*Directive*
Would you transcribe the listing that follows, character for character, and omit its images?
## START Data lines
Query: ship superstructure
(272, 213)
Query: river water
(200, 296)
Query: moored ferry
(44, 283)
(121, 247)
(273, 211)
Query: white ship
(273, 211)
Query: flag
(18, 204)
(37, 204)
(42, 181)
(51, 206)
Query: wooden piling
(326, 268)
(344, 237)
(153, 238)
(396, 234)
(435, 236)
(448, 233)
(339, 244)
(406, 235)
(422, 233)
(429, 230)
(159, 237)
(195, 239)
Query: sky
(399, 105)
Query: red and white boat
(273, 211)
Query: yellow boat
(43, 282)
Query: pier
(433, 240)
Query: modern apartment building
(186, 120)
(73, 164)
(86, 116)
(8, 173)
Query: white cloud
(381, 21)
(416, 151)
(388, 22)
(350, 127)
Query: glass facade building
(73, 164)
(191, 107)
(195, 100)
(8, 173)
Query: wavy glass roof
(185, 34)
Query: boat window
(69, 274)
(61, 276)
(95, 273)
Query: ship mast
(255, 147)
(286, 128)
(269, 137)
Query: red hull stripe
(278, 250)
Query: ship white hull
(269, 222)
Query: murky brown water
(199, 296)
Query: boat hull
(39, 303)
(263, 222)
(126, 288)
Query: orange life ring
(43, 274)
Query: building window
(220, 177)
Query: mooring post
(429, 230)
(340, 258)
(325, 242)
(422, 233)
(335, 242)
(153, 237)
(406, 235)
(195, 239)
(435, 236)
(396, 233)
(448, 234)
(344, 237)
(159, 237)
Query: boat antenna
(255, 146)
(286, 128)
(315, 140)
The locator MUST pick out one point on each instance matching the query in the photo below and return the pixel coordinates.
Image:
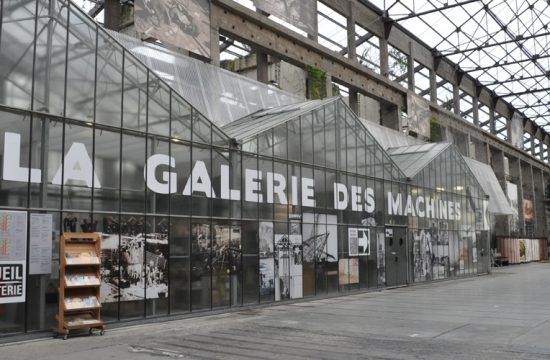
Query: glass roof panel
(504, 44)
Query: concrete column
(384, 58)
(502, 227)
(492, 128)
(540, 209)
(410, 67)
(470, 147)
(315, 35)
(456, 99)
(475, 110)
(354, 101)
(480, 152)
(529, 193)
(262, 67)
(214, 45)
(433, 86)
(516, 173)
(112, 14)
(352, 48)
(328, 80)
(390, 116)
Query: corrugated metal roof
(498, 204)
(249, 126)
(412, 159)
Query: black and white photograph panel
(181, 23)
(288, 267)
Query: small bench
(501, 260)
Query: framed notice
(13, 256)
(40, 258)
(359, 241)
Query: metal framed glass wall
(191, 220)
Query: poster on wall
(418, 115)
(348, 271)
(288, 252)
(40, 251)
(13, 256)
(528, 210)
(359, 241)
(381, 258)
(522, 251)
(300, 13)
(422, 255)
(181, 23)
(267, 261)
(134, 264)
(512, 192)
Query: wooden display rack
(79, 286)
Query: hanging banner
(181, 23)
(418, 114)
(528, 210)
(40, 254)
(516, 131)
(13, 256)
(300, 13)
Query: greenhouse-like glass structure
(291, 201)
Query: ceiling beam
(446, 6)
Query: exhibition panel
(286, 202)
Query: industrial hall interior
(171, 157)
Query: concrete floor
(502, 316)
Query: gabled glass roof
(412, 159)
(498, 204)
(258, 122)
(504, 44)
(341, 140)
(223, 96)
(390, 138)
(82, 73)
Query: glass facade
(287, 203)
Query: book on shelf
(72, 303)
(81, 280)
(85, 257)
(80, 320)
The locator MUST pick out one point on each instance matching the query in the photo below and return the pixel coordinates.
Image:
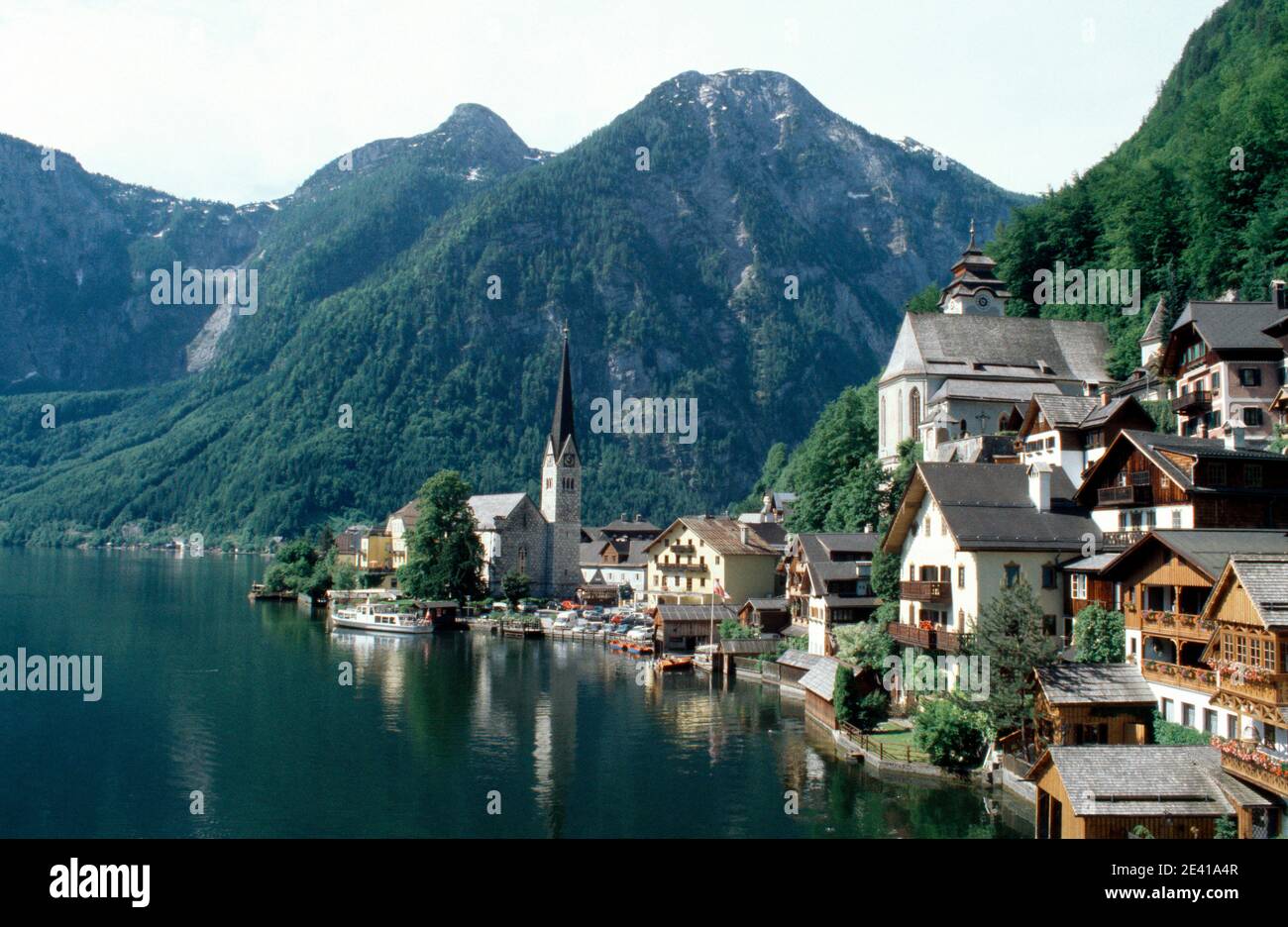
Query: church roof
(488, 509)
(562, 429)
(1001, 347)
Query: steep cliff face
(75, 254)
(728, 240)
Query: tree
(866, 644)
(1100, 635)
(445, 557)
(952, 735)
(1009, 632)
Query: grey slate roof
(1157, 329)
(1265, 578)
(1072, 351)
(1146, 780)
(1209, 549)
(487, 509)
(988, 507)
(799, 660)
(1095, 683)
(1232, 326)
(820, 678)
(696, 613)
(990, 390)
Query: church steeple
(562, 429)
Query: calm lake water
(205, 690)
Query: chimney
(1039, 487)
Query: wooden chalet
(1155, 480)
(1104, 792)
(1163, 584)
(1249, 651)
(819, 683)
(1091, 703)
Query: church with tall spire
(541, 542)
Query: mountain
(1197, 198)
(374, 301)
(75, 253)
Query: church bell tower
(561, 485)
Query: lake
(206, 691)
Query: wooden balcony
## END Data lines
*Exercise output*
Query: ship superstructure
(272, 213)
Query: river water
(200, 296)
Query: moored ferry
(44, 283)
(121, 247)
(273, 211)
Query: white ship
(273, 211)
Query: flag
(18, 204)
(37, 204)
(42, 181)
(51, 206)
Query: wooden piling
(326, 268)
(344, 237)
(153, 238)
(396, 234)
(435, 236)
(448, 233)
(339, 244)
(406, 235)
(422, 233)
(429, 230)
(159, 237)
(195, 239)
Query: sky
(399, 105)
Query: red and white boat
(273, 211)
Query: yellow boat
(43, 282)
Query: pier
(433, 240)
Query: modern apartment building
(186, 120)
(73, 164)
(86, 116)
(8, 173)
Query: white cloud
(381, 21)
(416, 151)
(388, 22)
(350, 127)
Query: glass facade building
(73, 164)
(191, 107)
(195, 100)
(8, 173)
Query: wavy glass roof
(185, 34)
Query: boat window
(69, 274)
(61, 276)
(95, 273)
Query: ship mast
(255, 147)
(286, 128)
(269, 137)
Query: red hull stripe
(278, 250)
Query: ship white hull
(269, 222)
Query: murky brown water
(199, 296)
Query: boat hull
(39, 303)
(263, 222)
(126, 288)
Query: orange life ring
(43, 274)
Query: building window
(220, 177)
Query: mooring post
(429, 230)
(340, 258)
(325, 242)
(422, 233)
(335, 242)
(153, 237)
(406, 235)
(195, 239)
(435, 236)
(396, 233)
(448, 234)
(344, 237)
(159, 237)
Query: boat antenna
(255, 146)
(286, 128)
(315, 140)
The locator MUST pick out one point on each instance matching the query in the photo below and return the pixel coordinates.
Image:
Query: glass roof panel
(504, 44)
Query: concrete column
(384, 58)
(502, 227)
(492, 128)
(540, 209)
(410, 67)
(470, 147)
(315, 35)
(456, 99)
(475, 110)
(354, 101)
(480, 152)
(529, 193)
(262, 67)
(214, 45)
(433, 86)
(516, 173)
(112, 14)
(352, 48)
(328, 80)
(390, 116)
Query: corrugated metal roof
(498, 204)
(249, 126)
(412, 159)
Query: black and white photograph panel
(181, 23)
(288, 267)
Query: small bench
(501, 260)
Query: framed notice
(13, 256)
(40, 258)
(359, 241)
Query: metal framed glass wall
(191, 220)
Query: poster on wall
(418, 115)
(348, 271)
(288, 252)
(40, 251)
(13, 256)
(528, 210)
(359, 241)
(381, 258)
(522, 251)
(300, 13)
(422, 255)
(181, 23)
(267, 261)
(134, 264)
(512, 192)
Query: wooden display rack
(79, 286)
Query: hanging banner
(181, 23)
(418, 114)
(528, 210)
(40, 254)
(516, 131)
(13, 256)
(300, 13)
Query: greenhouse-like glass structure
(291, 201)
Query: ceiling beam
(446, 6)
Query: exhibition panel
(286, 202)
Query: industrial hall interior
(171, 157)
Query: concrete floor
(502, 316)
Query: gabled glass roof
(412, 159)
(498, 204)
(258, 122)
(504, 44)
(341, 140)
(223, 96)
(390, 138)
(82, 73)
Query: glass facade
(287, 203)
Query: book on shelf
(72, 303)
(81, 280)
(85, 257)
(80, 320)
The locator MUST pick out one point on each instance matching the query in the photo below and return the pixel coordinates.
Image:
Query: church roof
(488, 509)
(562, 429)
(1001, 347)
Query: steep cliff face
(75, 254)
(728, 240)
Query: tree
(866, 644)
(1100, 635)
(445, 557)
(952, 735)
(1009, 632)
Query: grey slate roof
(1157, 329)
(1265, 578)
(1072, 351)
(1146, 780)
(1209, 549)
(487, 509)
(988, 507)
(799, 660)
(1095, 683)
(1232, 326)
(820, 678)
(696, 613)
(990, 390)
Query: church steeple
(562, 429)
Query: calm lake water
(205, 690)
Query: chimney
(1039, 487)
Query: wooden chalet
(1155, 480)
(1104, 792)
(1163, 584)
(1249, 651)
(819, 683)
(1091, 703)
Query: church with tall spire
(541, 542)
Query: mountain
(1197, 198)
(374, 301)
(75, 253)
Query: church bell tower
(561, 485)
Query: lake
(206, 691)
Query: wooden balcony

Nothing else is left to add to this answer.